• _Requirement_: Pull out each line of the records that contains the word "serving", treating uppercase and lowercase as different.

Start Given entries

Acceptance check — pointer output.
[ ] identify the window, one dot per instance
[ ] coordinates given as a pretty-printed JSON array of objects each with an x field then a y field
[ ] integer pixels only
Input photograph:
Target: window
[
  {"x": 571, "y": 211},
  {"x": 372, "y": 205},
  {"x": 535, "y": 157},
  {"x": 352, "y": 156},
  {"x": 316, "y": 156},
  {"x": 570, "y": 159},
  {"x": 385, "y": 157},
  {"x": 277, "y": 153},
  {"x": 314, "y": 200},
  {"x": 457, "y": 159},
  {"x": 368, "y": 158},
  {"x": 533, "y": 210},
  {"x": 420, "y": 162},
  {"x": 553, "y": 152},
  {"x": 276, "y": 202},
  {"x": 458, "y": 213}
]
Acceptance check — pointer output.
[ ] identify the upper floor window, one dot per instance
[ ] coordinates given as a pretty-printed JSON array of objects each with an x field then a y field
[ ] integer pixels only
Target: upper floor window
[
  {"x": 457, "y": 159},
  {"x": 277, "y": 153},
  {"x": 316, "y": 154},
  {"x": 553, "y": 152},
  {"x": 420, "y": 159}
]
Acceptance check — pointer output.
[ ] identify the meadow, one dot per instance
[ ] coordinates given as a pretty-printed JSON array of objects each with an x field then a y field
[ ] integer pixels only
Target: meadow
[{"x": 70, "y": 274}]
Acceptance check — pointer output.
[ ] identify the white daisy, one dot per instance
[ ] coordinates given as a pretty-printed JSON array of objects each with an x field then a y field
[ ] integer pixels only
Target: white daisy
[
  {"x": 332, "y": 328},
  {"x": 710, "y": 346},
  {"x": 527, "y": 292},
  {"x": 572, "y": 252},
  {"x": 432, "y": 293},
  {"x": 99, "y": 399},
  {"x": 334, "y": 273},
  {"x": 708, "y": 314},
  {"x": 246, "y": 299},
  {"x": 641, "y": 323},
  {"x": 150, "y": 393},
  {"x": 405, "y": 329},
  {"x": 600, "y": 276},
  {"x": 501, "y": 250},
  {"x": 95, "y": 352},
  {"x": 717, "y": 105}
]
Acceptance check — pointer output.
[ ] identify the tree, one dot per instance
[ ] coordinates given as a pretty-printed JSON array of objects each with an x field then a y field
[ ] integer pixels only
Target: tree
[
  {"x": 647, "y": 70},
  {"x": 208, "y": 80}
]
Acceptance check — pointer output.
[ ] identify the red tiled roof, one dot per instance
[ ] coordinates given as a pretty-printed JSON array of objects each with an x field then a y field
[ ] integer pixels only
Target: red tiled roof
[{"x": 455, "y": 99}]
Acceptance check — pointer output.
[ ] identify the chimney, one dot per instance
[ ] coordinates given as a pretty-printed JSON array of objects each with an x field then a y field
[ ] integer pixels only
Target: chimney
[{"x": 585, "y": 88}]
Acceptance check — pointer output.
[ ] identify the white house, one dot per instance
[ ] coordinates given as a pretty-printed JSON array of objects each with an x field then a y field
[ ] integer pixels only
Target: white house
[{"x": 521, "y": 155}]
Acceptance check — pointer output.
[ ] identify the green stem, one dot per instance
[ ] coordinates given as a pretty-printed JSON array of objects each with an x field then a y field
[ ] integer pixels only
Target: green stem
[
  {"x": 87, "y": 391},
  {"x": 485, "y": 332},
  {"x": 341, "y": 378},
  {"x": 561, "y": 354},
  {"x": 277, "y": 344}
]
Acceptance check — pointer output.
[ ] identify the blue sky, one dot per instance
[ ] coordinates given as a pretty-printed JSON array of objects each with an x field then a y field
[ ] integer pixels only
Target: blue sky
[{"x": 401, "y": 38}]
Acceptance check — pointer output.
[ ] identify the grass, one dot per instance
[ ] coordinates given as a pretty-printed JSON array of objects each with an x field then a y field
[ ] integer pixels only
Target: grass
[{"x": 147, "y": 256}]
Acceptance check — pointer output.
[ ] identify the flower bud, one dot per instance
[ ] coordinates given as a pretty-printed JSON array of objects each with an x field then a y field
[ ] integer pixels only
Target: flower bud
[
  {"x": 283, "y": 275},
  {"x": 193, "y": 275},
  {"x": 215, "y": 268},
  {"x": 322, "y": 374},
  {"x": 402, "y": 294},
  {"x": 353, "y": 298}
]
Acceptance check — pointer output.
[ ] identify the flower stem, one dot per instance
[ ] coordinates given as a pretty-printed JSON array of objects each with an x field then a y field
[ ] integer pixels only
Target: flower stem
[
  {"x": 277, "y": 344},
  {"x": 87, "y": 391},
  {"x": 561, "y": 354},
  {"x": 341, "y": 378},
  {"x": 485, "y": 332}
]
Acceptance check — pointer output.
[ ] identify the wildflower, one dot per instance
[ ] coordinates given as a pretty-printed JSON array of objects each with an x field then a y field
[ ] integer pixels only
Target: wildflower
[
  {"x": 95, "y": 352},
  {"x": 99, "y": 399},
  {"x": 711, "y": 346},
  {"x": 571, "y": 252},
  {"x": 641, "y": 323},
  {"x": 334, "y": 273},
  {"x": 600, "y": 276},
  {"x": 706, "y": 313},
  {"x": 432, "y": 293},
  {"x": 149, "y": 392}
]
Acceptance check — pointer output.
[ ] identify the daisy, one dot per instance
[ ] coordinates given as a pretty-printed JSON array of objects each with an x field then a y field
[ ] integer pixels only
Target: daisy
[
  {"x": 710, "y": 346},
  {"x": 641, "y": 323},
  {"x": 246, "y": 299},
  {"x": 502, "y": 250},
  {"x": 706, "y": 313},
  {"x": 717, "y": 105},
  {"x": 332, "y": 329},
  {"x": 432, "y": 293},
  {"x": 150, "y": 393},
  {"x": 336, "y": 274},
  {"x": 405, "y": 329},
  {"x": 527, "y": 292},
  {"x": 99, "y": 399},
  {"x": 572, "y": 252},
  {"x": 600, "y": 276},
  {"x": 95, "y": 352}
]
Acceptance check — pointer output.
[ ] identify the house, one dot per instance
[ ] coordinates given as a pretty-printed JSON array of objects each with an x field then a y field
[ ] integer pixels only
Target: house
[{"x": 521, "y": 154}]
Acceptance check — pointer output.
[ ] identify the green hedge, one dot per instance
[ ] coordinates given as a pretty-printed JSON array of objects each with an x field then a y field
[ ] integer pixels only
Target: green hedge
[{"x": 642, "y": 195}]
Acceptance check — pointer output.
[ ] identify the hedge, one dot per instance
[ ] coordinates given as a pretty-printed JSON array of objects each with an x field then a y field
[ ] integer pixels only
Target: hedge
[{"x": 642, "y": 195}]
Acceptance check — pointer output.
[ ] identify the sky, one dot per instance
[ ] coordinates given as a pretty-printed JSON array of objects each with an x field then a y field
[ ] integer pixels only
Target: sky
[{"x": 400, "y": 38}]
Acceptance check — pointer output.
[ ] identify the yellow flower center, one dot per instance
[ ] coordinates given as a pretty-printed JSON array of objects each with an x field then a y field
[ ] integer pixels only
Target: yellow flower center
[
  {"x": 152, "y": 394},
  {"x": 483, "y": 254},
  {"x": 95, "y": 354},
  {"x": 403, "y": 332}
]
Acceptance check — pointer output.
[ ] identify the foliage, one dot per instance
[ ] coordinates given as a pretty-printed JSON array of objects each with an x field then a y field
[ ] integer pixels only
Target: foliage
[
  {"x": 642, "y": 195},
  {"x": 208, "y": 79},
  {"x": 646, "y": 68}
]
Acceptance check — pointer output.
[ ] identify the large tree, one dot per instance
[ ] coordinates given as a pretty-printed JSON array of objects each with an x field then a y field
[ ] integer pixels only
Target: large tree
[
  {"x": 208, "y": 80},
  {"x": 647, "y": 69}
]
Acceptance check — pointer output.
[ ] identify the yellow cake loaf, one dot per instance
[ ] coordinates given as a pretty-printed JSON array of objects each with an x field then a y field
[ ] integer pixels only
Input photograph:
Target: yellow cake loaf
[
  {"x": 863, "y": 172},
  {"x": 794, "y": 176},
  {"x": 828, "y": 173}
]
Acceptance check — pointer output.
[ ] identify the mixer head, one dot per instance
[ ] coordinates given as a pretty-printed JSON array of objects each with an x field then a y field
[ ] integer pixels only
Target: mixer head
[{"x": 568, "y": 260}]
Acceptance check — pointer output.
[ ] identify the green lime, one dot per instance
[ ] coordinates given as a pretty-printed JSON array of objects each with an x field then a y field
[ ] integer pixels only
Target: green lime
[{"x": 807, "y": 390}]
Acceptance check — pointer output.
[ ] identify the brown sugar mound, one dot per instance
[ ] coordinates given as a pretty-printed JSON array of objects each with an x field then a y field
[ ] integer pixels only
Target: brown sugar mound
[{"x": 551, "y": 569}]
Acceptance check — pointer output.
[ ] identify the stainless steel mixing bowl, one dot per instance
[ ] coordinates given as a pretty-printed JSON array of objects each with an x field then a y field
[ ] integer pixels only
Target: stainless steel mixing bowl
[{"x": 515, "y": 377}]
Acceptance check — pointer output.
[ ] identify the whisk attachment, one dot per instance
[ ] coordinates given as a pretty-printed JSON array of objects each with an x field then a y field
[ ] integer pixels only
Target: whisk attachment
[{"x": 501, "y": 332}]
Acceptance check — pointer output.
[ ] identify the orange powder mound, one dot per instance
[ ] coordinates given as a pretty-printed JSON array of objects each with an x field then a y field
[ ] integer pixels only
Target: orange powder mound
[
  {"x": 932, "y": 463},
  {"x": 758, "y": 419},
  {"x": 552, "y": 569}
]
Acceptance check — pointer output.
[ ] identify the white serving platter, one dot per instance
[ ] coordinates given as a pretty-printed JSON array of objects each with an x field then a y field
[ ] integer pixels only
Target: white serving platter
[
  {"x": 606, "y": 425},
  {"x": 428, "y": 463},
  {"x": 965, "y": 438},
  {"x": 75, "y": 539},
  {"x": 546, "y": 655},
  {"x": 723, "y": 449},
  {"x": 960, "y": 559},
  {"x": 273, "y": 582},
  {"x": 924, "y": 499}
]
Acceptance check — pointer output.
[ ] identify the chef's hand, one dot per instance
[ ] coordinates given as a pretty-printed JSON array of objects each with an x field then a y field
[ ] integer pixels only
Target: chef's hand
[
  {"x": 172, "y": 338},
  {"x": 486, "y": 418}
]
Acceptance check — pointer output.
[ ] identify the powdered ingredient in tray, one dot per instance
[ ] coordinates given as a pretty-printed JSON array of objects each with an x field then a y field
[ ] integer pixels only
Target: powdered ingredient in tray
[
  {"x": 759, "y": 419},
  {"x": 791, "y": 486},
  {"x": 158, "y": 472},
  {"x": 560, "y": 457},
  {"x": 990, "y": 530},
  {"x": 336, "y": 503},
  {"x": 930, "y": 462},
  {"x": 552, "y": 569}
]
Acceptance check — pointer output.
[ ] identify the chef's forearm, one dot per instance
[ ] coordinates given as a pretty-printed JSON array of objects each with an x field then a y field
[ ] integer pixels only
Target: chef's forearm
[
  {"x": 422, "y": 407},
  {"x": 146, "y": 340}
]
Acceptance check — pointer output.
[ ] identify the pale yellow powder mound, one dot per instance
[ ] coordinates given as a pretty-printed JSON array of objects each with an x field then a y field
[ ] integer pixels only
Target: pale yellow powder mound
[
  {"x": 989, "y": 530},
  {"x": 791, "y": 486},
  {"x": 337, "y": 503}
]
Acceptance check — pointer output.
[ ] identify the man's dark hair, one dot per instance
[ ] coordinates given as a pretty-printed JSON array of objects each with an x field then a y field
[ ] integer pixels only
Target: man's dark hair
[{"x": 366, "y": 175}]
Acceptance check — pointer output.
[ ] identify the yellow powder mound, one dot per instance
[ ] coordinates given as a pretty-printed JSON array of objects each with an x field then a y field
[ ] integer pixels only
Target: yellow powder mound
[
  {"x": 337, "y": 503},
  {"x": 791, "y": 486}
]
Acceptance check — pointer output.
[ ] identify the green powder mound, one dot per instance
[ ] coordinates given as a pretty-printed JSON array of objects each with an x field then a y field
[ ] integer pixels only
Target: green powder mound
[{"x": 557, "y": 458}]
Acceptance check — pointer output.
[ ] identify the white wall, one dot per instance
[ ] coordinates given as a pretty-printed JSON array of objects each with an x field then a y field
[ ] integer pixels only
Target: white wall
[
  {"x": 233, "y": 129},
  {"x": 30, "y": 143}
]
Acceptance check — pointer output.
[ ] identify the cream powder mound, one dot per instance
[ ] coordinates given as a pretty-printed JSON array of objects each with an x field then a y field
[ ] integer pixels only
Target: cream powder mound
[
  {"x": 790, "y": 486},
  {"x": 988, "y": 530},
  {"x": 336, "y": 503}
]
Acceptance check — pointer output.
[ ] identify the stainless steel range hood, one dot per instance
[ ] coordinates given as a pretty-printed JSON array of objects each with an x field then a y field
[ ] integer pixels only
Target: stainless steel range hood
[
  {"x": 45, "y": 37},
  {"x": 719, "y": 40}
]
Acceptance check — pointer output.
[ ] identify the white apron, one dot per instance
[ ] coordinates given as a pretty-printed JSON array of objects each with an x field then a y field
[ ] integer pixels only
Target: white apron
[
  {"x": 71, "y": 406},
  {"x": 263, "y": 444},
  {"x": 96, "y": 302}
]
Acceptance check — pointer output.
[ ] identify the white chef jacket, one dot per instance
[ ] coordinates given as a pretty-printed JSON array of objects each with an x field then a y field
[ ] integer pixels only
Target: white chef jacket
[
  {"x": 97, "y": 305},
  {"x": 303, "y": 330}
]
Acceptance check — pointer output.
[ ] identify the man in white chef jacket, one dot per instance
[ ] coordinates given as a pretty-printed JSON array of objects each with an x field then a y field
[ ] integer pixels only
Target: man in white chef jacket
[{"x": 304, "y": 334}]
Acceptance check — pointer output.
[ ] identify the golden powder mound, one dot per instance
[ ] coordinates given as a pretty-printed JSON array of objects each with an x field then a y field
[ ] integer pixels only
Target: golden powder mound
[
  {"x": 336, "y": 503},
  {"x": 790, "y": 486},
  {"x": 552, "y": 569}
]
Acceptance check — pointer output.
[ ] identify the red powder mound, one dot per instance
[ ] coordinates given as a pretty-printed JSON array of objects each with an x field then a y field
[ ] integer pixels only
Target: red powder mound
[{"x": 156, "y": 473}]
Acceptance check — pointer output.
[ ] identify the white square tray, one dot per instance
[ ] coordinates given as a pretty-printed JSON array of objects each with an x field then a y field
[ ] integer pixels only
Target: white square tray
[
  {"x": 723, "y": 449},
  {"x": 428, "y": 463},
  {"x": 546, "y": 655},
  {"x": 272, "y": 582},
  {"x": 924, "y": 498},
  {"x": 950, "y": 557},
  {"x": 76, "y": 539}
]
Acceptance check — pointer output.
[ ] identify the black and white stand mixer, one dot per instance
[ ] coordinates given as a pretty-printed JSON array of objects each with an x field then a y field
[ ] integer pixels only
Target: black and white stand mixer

End Given entries

• _Task result_:
[ ] identify the white serving platter, one dot per instance
Target: white serving platter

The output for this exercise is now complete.